Using the data below, work out how many lines contain the word "faucet", then state that number without comment.
::: Supplied data :::
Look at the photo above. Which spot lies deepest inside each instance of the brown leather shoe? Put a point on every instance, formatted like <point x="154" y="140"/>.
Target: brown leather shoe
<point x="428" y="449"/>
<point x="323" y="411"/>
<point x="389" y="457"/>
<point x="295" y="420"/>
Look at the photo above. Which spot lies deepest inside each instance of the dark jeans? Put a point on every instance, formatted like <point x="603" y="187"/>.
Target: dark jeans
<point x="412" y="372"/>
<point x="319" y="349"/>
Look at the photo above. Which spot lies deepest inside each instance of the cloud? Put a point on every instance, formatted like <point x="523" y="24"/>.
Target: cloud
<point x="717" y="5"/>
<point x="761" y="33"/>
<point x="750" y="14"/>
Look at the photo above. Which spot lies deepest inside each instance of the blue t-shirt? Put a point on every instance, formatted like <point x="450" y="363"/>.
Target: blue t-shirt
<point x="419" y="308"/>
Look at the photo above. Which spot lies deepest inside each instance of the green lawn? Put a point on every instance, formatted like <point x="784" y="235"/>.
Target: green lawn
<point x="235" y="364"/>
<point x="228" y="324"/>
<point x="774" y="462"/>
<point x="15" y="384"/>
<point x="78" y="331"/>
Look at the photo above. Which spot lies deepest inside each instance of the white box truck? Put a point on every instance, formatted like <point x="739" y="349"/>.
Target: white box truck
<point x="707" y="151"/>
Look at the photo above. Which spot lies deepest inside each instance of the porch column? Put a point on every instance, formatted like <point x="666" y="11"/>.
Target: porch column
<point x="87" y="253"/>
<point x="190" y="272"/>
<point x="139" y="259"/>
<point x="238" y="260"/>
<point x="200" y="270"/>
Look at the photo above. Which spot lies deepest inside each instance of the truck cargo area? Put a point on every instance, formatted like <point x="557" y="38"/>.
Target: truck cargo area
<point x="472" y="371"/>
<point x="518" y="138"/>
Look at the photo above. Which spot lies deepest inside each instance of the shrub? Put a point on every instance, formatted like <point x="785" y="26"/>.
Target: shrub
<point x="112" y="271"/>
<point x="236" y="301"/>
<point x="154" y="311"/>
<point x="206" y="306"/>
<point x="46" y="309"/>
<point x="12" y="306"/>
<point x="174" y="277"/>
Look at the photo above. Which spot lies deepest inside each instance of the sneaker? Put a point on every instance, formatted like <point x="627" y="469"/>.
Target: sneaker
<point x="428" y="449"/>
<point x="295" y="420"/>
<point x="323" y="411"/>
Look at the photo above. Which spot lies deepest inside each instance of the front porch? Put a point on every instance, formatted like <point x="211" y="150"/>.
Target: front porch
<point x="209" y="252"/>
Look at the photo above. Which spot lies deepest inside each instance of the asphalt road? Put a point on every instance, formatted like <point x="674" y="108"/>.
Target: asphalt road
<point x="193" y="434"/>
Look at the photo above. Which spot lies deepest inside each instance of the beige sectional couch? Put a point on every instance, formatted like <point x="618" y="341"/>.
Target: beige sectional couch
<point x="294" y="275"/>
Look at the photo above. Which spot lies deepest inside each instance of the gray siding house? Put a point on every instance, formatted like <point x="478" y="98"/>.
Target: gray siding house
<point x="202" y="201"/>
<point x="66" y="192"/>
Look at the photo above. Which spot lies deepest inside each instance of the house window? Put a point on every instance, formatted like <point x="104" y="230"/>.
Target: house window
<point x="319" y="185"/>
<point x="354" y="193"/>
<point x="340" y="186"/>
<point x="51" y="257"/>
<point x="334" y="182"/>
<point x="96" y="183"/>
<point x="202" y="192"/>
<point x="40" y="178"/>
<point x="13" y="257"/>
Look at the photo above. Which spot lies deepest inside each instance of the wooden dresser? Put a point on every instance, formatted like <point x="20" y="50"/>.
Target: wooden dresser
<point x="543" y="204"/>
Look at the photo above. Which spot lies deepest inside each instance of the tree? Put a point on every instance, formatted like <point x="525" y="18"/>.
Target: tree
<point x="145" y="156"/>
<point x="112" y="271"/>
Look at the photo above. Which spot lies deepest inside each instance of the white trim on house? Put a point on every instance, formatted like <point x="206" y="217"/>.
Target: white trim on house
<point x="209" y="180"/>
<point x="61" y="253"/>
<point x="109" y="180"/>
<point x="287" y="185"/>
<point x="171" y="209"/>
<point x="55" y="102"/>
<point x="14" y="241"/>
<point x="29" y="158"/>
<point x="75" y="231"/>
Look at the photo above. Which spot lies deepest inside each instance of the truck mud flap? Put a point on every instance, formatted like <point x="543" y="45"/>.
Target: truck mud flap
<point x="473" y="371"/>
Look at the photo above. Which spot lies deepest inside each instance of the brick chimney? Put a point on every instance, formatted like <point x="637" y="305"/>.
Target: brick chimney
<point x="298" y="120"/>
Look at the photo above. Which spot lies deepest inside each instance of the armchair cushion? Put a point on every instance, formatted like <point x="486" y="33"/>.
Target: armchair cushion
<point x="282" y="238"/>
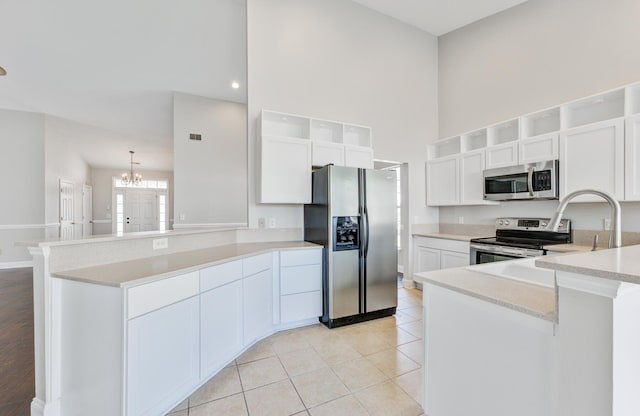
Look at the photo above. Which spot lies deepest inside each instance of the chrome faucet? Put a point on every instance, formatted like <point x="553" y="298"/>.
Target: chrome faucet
:::
§ Response to the task
2